• [Instructions to follow]
Each line that contains the word "instance" is to be copied from the records below.

• [Information shown]
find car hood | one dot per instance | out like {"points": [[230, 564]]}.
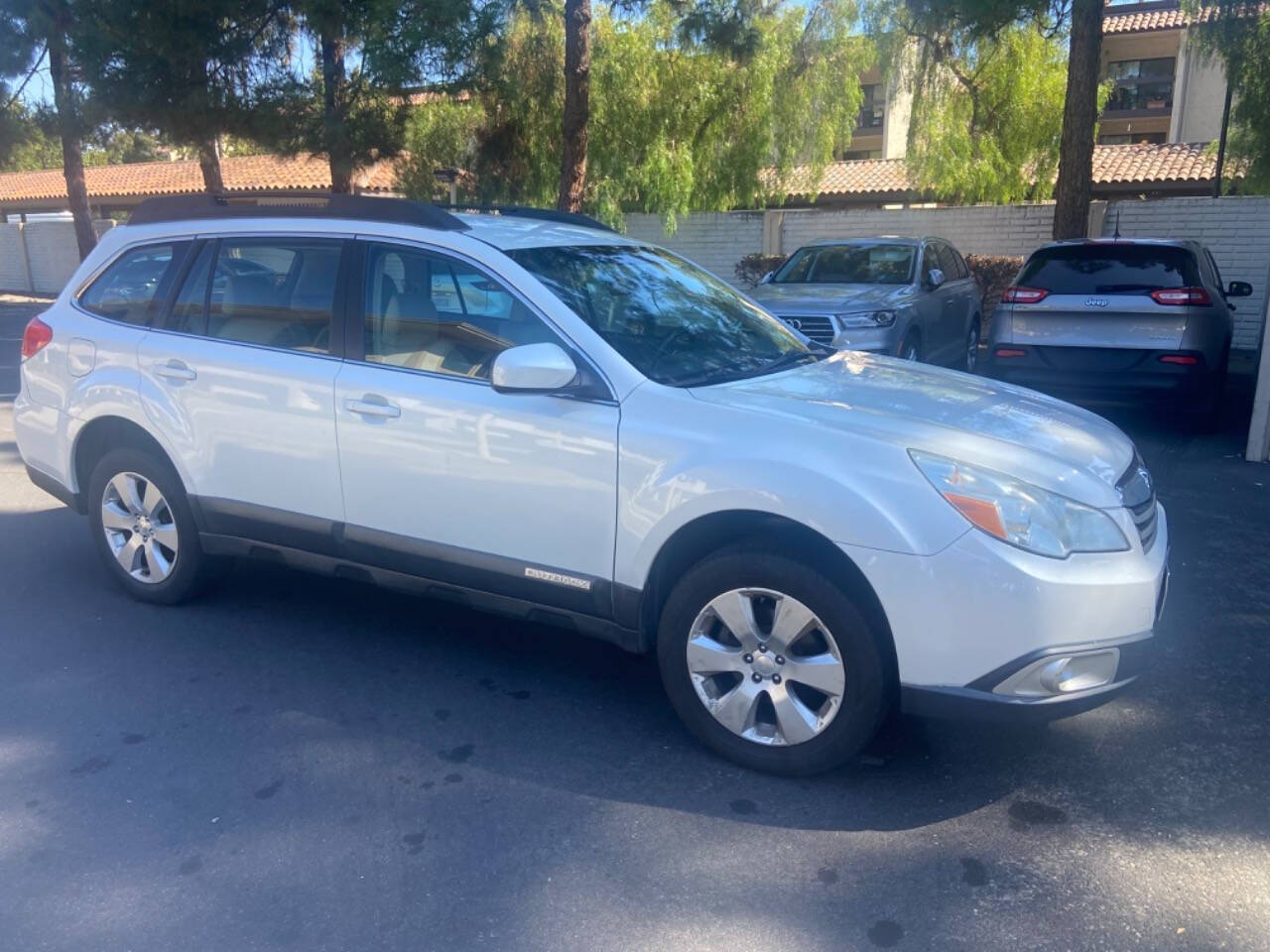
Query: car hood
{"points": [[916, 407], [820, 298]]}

==

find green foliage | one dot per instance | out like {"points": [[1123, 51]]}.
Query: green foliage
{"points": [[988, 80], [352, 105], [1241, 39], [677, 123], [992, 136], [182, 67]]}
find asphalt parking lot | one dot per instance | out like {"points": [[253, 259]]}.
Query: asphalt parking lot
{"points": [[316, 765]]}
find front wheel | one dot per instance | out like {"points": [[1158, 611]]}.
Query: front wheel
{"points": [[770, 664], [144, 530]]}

* * *

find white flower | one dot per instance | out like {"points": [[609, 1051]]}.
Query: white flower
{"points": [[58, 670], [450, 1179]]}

• [Response area]
find car hood | one dot per instance | out like {"points": [[230, 564]]}.
find green foliage | one dot per instance | out like {"points": [[1123, 51]]}.
find asphalt parking lot | one dot per instance | out like {"points": [[253, 259]]}.
find front wheel | one dot per instance | out like {"points": [[1158, 611]]}.
find white flower | one dot per instance | out like {"points": [[609, 1051]]}.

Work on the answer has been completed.